■ **Exercise A**: Duplicate the passage of the Ko-PIQA text between "Ko-PIQA: A Korean" and "inclusive commonsense reasoning.", inclusive.
■ **Exercise B**:
Answer these questions from the Ko-PIQA text.
(i) How many web-crawled questions did the dataset construction start from?
(ii) What percentage of the questions contain culturally specific elements?
(iii) How many language models were evaluated on Ko-PIQA?

■ **Extract**:
[Start of section]

Ko-PIQA: A Korean Physical Commonsense Reasoning Dataset with Cultural Context
This addresses the problem of English-centric bias in AI datasets for researchers and developers working on Korean language models and inclusive commonsense reasoning.
The authors tackled the lack of cultural diversity in physical commonsense reasoning datasets by introducing Ko-PIQA, a Korean dataset with cultural context, resulting in 441 high-quality question-answer pairs and model accuracies ranging from 59.86% to 83.22%.
Physical commonsense reasoning datasets like PIQA are predominantly English-centric and lack cultural diversity. We introduce Ko-PIQA, a Korean physical commonsense reasoning dataset that incorporates cultural context. Starting from 3.01 million web-crawled questions, we employed a multi-stage filtering approach using three language models to identify 11,553 PIQA-style questions. Through GPT-4o refinement and human validation, we obtained 441 high-quality question-answer pairs. A key feature of Ko-PIQA is its cultural grounding: 19.7% of questions contain culturally specific elements like traditional Korean foods (kimchi), clothing (hanbok), and specialized appliances (kimchi refrigerators) that require culturally-aware reasoning beyond direct translation. We evaluate seven language models on Ko-PIQA, with the best model achieving 83.22% accuracy while the weakest reaches only 59.86%, demonstrating significant room for improvement. Models particularly struggle with culturally specific scenarios, highlighting the importance of culturally diverse datasets. Ko-PIQA serves as both a benchmark for Korean language models and a foundation for more inclusive commonsense reasoning research. The dataset and code will be publicly available.

[End of section]

■ **Provided data**:
[Start of section]

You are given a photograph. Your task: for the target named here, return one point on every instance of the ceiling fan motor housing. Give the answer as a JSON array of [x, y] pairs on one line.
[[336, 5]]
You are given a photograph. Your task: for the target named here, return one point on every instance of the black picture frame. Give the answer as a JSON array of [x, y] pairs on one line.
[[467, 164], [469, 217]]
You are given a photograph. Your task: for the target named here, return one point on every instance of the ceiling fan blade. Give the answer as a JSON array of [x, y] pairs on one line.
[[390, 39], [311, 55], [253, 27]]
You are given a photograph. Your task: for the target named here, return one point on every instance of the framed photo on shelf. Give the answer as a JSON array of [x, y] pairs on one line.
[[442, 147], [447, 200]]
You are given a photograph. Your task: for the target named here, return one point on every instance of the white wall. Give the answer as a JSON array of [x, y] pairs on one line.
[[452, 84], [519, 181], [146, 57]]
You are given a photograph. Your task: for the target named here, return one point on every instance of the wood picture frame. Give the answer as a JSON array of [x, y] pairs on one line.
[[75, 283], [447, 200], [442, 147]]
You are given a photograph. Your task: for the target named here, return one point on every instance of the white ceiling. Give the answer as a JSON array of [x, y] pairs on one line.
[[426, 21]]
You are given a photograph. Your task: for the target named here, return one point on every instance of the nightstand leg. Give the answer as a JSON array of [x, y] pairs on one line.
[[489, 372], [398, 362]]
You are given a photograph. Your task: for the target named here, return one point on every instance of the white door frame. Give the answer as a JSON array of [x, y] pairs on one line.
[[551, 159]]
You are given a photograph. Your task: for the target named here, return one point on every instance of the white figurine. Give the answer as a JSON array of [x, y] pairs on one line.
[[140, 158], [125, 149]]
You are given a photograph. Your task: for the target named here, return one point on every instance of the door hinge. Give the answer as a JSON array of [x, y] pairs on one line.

[End of section]

■ **Response area A**:
Ko-PIQA: A Korean Physical Commonsense Reasoning Dataset with Cultural Context
This addresses the problem of English-centric bias in AI datasets for researchers and developers working on Korean language models and inclusive commonsense reasoning.

■ **Response area B**:
(i) 3.01 million
(ii) 19.7%
(iii) Seven